Bleeding management is important during surgery. Blood loss may cause innumerable problems in patients, whereas the presence of blood at undesirable locations is harmful to normal tissues or may impede the ability of doctors who check the surgery sites. This bleeding may also be problematic even during the minimally invasive surgical procedure (e.g., laparoscopic surgery).
Gastrointestinal bleeding is a frequently encountered clinical problem. At least 80% of gastrointestinal bleeding cases occur in the upper gastrointestinal tract. The upper gastrointestinal tract bleeding refers to a disease in which lesions of esophagus, stomach, and duodenum are bleeding, causing blood vomiting or bloody excrement. The endoscopy can confirm bleeding lesions in 90% or more of gastrointestinal tract bleeding cases, and 40-50% of gastrointestinal tract bleeding cases are known to be caused by stomach ulcers or duodenum bleeding.
In recent years, gastric or colorectal polypectomy or mucosectomy and endoscopic operation for the treatment of early gastric cancer and colorectal cancer have been frequently conducted. During or after these operations, the bleeding causes people to receive emergency surgery or even to die.
In recent years, endoscopic hemostasis has been increasingly used to treat bleeding and gastrointestinal bleeding during the surgical procedure, bleeding occurring when tissue is taken for histological examination, and the like. The hemostasis using an endoscope is conducted by approaching an in vivo inserted endoscopic conduit (catheter) to a mucosal lesion in need of hemostasis and then administering and spraying an appropriate hemostatic agent through the conduit.
Medical powder sprayers have been developed to achieve this purpose. One of the medical powder sprayers, using the same principle as a coating spray, is operated in such a manner that a hemostatic agent is injected into a tube provided in a sprayer and then compressed air is supplied to the tube to spray and apply the hemostatic agent to the lesion. However, in such a powder sprayer, having too little of the drug that is charged in the tube cannot give an effective therapeutic effect, while having too much of the drug causes the clogging of the tube and thus the drug is not sprayed.

= = = = =

■ **EXPLORE THE MATERIAL**:
A - According to the passage on surgical bleeding, what share of gastrointestinal bleeding cases occur in the upper gastrointestinal tract?
B - Copy down the passage on surgical bleeding from "In recent years, gastric" up to and including "even to die.".
You won't need the records.

■ **EXCERPTED RECORDS**:
= = = = =

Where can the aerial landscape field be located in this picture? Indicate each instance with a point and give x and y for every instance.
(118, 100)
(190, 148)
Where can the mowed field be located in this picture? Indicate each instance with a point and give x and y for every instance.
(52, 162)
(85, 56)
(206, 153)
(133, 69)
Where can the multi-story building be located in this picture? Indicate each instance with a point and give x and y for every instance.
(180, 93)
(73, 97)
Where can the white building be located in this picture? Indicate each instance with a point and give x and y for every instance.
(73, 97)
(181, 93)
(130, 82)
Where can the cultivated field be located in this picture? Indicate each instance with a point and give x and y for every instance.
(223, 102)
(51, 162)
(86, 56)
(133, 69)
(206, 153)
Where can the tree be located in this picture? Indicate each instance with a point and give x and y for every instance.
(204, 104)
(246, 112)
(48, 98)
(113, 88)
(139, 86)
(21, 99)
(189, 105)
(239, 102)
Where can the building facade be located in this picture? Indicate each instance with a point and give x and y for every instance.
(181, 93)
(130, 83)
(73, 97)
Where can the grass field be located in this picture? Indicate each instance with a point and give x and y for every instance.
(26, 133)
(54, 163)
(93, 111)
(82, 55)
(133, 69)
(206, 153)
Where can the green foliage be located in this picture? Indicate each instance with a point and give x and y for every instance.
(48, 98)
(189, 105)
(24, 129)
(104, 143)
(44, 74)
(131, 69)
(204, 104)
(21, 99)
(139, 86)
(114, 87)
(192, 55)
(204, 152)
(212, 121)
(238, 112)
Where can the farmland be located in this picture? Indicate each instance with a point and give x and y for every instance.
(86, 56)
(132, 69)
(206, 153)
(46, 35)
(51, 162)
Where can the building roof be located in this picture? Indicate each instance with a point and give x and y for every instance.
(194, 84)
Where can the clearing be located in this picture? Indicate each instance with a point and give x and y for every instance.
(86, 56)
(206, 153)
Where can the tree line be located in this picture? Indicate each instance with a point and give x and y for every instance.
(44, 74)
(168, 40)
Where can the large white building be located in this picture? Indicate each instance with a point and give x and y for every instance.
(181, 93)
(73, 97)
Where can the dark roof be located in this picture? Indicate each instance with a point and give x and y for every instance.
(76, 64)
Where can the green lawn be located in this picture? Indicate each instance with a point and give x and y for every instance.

= = = = =

■ **SOLUTIONS TO THE TASKS**:
A - At least 80%.

B -
In recent years, gastric or colorectal polypectomy or mucosectomy and endoscopic operation for the treatment of early gastric cancer and colorectal cancer have been frequently conducted. During or after these operations, the bleeding causes people to receive emergency surgery or even to die.